**DOCUMENT TEXT**

☆ ☆ ☆ ☆ ☆ ☆ ☆

Startup Greenplum is tying open source software to Sun's "Thumper" server-storage hardware in an attempt to challenge Oracle in the data warehousing market.

The startup's flagship product is the Greenplum database, which it claims can process data much faster than traditional databases, thanks largely to a recent partnership with Sun. (See Sun, Greenplum Unveil App.)

Last year Greenplum signed a deal to resell its software, which is based on the open source PostgresSQL database, on Sun's X4500 appliance. The device, code-named "Thumper" packs up to 24 Tbytes of SATA disk storage in a rack-mounted system with two dual-core AMD Opteron "x64" processors (See Sun Thumps Storage-Server Hybrid, Joyent, and Sun Reveals Roadmap.)

This week the two firms announced their first customer for the package, which is sold as Sun's Data Warehouse Appliance. Philipines-based wireless service Smart Communications has deployed the appliance to trawl data on its 22 million subscribers and run checks on fraud and billing information. (See Smart Signs Greenplum.) Pricing for Sun's Data Warehouse Appliance starts at around $22,000 per Tbyte for a 20-Tbyte configuration

Greenplum CTO Luke Lonergan told Byte and Switch that the database can run rapid queries as a result of the Thumper architecture. "Each CPU core [is] right next to its own private storage," he says, adding that this enables the transfer of data around 50 times faster than a typical Oracle database.

☆ ☆ ☆ ☆ ☆ ☆ ☆

**DATA**
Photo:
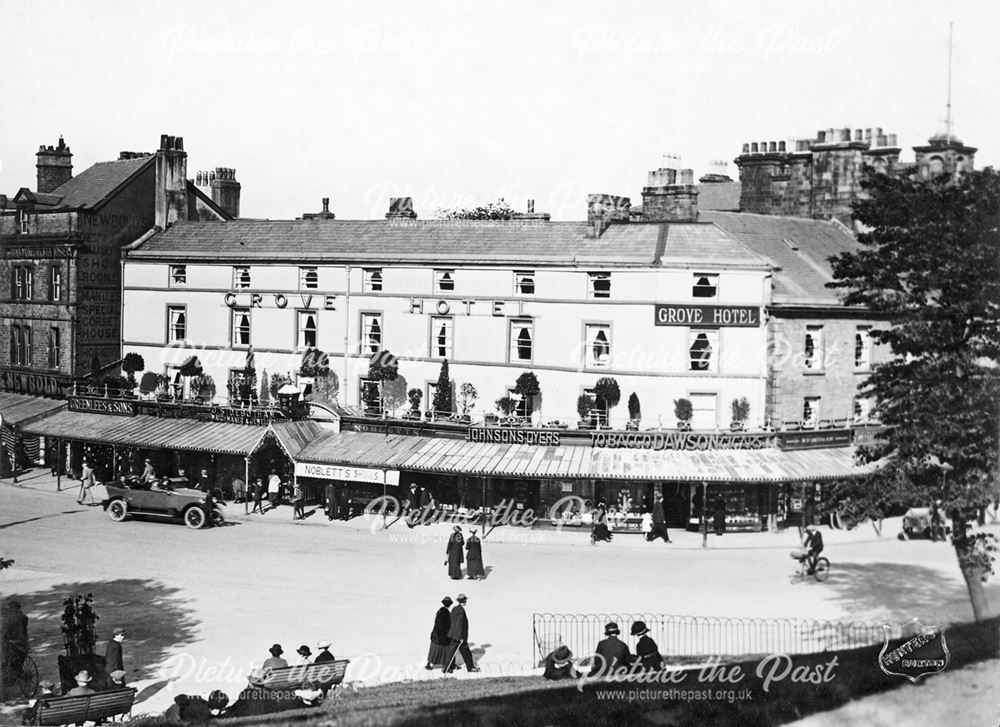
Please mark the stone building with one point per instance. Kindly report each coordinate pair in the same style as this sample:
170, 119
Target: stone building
820, 178
60, 258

☆ ☆ ☆ ☆ ☆ ☆ ☆

**CHALLENGE 1**
List every parenthetical cross-reference in the Greenplum article that begins with "See".
**CHALLENGE 2**
Reproduce the entries with "stone building" swapped for "brick house" and every other detail kept as it is. Omit the pictures from your reply.

**COMPLETE RESPONSE 1**
(See Sun, Greenplum Unveil App.)
(See Sun Thumps Storage-Server Hybrid, Joyent, and Sun Reveals Roadmap.)
(See Smart Signs Greenplum.)

**COMPLETE RESPONSE 2**
Photo:
Please mark the brick house with one point per instance. Kindly report each coordinate pair in the same style as this sample:
170, 119
Target: brick house
820, 178
60, 258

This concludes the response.